[EXERCISE DATA — start]

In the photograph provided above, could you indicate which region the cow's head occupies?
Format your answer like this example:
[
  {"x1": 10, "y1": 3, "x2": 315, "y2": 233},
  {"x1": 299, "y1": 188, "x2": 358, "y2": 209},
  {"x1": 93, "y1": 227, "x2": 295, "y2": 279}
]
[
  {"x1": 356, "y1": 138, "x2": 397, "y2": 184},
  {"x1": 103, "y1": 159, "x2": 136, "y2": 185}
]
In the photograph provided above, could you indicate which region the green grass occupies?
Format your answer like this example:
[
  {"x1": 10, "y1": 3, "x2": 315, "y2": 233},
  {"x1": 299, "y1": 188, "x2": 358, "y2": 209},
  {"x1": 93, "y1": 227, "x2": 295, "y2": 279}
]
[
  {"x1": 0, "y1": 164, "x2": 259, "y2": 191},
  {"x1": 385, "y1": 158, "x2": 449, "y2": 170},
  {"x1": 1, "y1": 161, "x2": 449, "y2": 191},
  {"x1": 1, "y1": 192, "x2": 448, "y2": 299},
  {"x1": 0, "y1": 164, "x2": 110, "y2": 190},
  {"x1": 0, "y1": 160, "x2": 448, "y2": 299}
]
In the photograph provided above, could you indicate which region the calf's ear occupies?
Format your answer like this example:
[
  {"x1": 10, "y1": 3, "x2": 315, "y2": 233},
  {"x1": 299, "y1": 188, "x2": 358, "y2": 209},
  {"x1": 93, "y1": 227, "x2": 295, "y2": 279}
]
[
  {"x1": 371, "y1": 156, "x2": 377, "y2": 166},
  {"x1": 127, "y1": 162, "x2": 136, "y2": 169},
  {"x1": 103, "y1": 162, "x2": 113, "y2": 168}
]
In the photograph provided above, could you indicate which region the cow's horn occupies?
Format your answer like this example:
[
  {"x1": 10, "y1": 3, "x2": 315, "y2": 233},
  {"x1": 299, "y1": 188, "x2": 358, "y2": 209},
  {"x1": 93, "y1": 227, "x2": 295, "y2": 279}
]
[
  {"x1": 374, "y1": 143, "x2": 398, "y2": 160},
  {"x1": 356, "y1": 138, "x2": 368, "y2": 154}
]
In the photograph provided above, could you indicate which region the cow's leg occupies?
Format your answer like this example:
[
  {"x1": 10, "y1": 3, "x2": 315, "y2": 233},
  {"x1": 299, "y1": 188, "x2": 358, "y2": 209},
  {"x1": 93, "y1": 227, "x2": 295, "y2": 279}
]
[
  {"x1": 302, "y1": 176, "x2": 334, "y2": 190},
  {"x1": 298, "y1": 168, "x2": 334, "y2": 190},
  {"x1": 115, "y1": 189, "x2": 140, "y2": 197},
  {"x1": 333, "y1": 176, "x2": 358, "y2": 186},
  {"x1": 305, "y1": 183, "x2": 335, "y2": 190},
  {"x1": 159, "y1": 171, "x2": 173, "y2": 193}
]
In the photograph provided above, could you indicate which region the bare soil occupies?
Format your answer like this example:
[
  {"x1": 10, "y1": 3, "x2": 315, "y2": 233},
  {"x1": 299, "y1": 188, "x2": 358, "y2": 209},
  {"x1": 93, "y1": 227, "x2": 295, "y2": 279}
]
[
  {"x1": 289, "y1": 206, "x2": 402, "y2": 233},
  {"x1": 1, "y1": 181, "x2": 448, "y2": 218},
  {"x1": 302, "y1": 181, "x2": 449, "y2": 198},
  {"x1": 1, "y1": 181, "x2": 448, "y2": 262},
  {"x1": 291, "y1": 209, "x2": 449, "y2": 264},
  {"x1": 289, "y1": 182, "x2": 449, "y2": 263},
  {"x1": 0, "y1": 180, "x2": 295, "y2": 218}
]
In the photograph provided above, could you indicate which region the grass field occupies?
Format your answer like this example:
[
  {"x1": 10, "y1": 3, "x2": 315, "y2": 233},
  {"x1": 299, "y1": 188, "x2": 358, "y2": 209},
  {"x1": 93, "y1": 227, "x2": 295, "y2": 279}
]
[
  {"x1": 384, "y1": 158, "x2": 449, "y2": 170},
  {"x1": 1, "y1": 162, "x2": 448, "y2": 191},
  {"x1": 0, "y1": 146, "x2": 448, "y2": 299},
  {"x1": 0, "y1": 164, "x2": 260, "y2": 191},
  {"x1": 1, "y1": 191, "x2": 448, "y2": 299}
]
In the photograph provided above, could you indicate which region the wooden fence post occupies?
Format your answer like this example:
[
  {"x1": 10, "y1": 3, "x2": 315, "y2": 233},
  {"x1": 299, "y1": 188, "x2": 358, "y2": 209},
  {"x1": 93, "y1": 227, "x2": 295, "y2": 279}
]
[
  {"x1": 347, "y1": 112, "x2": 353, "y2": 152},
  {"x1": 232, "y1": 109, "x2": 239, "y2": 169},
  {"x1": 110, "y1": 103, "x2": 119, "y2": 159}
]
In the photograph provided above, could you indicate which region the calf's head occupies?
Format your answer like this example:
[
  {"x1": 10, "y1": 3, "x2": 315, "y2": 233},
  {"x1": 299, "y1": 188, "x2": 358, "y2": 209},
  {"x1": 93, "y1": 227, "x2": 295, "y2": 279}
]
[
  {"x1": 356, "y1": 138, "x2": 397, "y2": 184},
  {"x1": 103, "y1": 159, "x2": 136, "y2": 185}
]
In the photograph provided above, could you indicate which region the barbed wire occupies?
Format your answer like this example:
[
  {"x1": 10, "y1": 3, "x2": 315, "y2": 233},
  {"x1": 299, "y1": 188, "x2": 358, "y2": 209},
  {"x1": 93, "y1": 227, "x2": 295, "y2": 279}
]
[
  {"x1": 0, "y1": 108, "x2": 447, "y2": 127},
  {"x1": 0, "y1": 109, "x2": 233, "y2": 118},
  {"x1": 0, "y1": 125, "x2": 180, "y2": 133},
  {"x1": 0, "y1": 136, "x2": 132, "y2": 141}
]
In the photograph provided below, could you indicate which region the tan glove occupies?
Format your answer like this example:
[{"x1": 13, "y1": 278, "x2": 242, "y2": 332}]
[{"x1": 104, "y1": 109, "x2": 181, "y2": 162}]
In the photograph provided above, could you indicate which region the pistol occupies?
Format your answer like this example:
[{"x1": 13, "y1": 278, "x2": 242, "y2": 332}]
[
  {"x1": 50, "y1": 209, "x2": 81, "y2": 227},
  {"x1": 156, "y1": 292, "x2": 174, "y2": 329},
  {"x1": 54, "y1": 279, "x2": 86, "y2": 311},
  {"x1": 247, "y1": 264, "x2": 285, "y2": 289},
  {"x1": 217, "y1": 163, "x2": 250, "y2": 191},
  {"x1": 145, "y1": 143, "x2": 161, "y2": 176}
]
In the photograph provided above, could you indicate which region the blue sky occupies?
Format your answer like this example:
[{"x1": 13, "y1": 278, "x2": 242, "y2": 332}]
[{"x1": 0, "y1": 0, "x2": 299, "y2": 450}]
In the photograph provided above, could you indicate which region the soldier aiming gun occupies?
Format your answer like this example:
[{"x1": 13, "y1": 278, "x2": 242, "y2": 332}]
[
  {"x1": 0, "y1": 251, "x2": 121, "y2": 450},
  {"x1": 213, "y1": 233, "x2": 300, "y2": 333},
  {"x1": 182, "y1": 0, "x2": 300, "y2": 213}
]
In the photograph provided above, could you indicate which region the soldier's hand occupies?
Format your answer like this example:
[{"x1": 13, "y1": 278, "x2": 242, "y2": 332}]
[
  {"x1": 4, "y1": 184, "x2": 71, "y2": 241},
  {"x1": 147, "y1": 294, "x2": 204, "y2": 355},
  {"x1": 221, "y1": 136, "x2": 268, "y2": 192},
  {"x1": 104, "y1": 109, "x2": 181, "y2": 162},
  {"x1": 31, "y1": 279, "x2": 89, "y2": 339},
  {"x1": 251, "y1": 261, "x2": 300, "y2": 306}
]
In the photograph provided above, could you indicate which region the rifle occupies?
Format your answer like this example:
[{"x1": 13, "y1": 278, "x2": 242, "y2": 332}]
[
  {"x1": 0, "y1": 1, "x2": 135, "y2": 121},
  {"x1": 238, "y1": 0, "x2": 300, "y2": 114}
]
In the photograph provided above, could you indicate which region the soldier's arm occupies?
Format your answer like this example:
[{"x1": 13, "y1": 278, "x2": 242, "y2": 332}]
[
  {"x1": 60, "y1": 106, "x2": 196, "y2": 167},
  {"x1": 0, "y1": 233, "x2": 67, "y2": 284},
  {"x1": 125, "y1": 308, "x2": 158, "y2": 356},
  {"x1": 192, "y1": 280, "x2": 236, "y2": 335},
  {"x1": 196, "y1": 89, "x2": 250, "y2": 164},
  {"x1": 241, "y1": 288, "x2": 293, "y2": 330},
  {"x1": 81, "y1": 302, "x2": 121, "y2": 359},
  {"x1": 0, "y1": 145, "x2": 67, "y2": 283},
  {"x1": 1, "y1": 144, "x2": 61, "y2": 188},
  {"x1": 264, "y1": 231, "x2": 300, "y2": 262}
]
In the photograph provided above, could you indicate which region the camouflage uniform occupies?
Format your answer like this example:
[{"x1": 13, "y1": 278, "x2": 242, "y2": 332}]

[EXERCISE DATA — finish]

State the number of lines in this listing that contain the string "grass", and add nothing else.

2